• Exercise requirements
1 - Could you print the part of the passage on COVID-19 waves in the Philippines that opens with the words containing "At this time, the" and closes with "our borders today."?
2 - How would the passage on COVID-19 waves in the Philippines carry on after its final sentence? Write the continuation.

• Supplied passage

Viral samples collected in June and July suggest that the third wave of COVID-19 was triggered by people who returned to the Philippines from Europe because the virus samples from this period are descended from European variants of SARS-CoV2. It is likely therefore that this third wave was instigated by returning OFWs and OFs who were allowed to enter the country once the ECQ travel ban was lifted at the beginning of June. 

The European viruses also included a more infectious mutant called the D614G variant. This would explain the explosive rise in COVID-19 cases that we experienced in the country throughout the month of July that returned NCR to MECQ in early August. This infectious D614G viral strain is still the predominant viral strain in the Philippines today. 

Strikingly, the genomic scientists at the PGC note that the absence of Diamond Princess virus samples in June and July suggest that the two-month ECQ effectively shut down spread of the original wave in March. We flattened the curve with the ECQ, but we immediately allowed it to rise again!

What does this brief history teach us about controlling the pandemic today? It is surprising that the previous two surges of COVID-19 in our country have been directly linked to cases that were imported, first from the Diamond Princess cruise ship, and then from Europe. It suggests that our quarantine and isolation procedures, especially in NCR where most foreign travelers first land, are too leaky. Infected travelers have been able to pass through them and enter the local community where they have infected others. In June and July, this triggered the enormous surge in infections that moved us back into MECQ.

At this time, the European Union and the United States are experiencing second and third waves of COVID-19, which are more substantial than the original waves of the pandemic 8 months ago. If we are not careful, returning Filipinos and balikbayans, many of whom are returning home to celebrate pasko with their families, will also bring the pandemic home with them. We have to strengthen the quarantine and isolation procedures at our borders today.

Images for object localization
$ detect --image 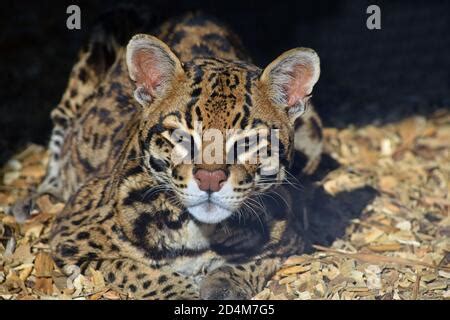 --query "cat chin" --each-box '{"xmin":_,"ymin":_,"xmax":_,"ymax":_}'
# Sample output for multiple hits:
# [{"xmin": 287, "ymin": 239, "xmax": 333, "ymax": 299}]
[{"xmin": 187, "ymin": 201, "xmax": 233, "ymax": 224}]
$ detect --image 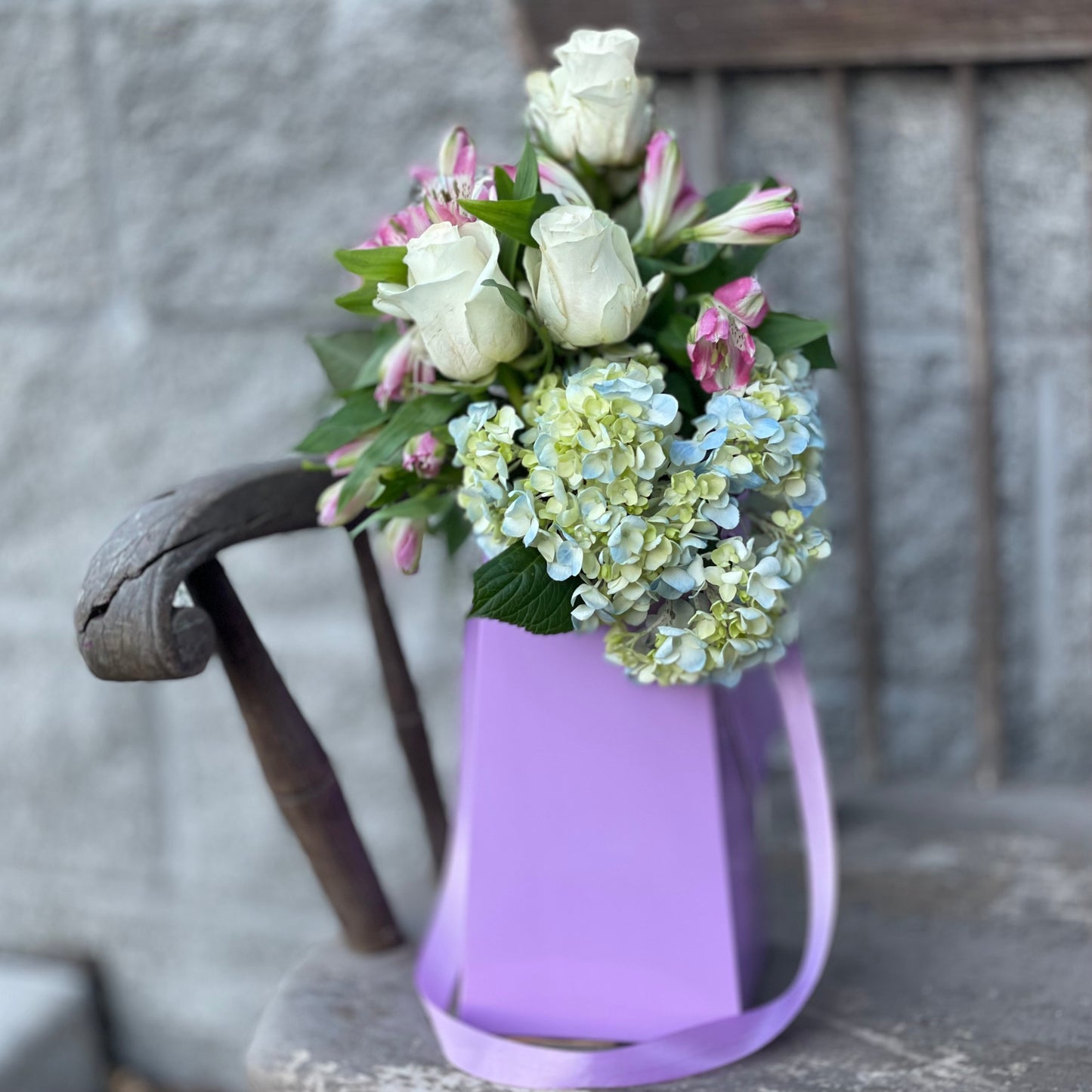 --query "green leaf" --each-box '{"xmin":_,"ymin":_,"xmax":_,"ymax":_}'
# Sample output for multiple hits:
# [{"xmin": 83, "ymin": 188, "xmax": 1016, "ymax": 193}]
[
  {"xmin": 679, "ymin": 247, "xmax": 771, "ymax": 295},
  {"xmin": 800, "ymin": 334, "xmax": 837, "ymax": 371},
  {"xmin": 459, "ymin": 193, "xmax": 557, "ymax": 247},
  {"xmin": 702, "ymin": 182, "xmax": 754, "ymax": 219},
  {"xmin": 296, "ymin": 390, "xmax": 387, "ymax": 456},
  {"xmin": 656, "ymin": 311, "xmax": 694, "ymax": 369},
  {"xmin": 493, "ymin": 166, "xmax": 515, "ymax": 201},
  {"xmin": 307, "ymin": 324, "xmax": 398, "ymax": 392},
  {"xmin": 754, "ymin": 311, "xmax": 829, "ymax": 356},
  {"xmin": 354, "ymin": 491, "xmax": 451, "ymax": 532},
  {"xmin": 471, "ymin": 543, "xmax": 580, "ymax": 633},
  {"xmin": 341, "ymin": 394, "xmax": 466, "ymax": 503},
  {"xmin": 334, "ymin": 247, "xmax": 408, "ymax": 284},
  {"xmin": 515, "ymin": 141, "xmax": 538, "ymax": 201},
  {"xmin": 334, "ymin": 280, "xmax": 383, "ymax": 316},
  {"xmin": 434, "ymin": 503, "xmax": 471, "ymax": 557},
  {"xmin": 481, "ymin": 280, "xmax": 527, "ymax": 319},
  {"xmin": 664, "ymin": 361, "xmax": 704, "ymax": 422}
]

• Answers by item number
1 -
At this time, the European Union and the United States are experiencing second and third waves of COVID-19, which are more substantial than the original waves of the pandemic 8 months ago. If we are not careful, returning Filipinos and balikbayans, many of whom are returning home to celebrate pasko with their families, will also bring the pandemic home with them. We have to strengthen the quarantine and isolation procedures at our borders today.

2 -
Right now, a returning OFW or OF can leave his or her hotel quarantine after 24 hours as long as the swab test taken at the airport is negative. However, the scientific data shows that infected travelers can test negative immediately upon arrival and yet test positive several days later because they were exposed to the virus during their journey. One study published in the Annals of Internal Medicine found that the possibility of getting a false negative from a PCR swab test was 67% on the fourth day after exposure to the virus but 38% a day later. Clearly, passengers should wait 4 to 5 days before getting their swab test to minimize the chances of a false negative result.

Even if we cannot extend their initial quarantine, we need to improve our procedures so that we will be able to catch infectious travelers who test false negative at the airport. From anecdotal evidence, I know that travelers from abroad who continue to the provinces are put into immediate community quarantine by their provincial LGUs where they are monitored for 14 days. This effectively halts spread into the local community. 

However, also from anecdotal evidence, I know that travelers from abroad who live in NCR are not usually monitored. Most of them voluntarily enter into self-quarantine at home to complete the 14-day quarantine period. But I also know of many who believe that the negative swab test frees them from the obligation to self-quarantine. They do not realize that they still may be positive even though they tested negative upon arrival at NAIA. If we are not careful, they will trigger another wave of COVID-19 in the country sometime in the weeks and months ahead. 

As the American philosopher, George Santayana said in 1905, “Those who cannot remember the past are condemned to repeat it.” – Rappler.com

Reverend Fr. Nicanor Austriaco, O.P. is Visiting Professor of Biological Sciences at the University of Santo Tomas, and an OCTA Research Fellow.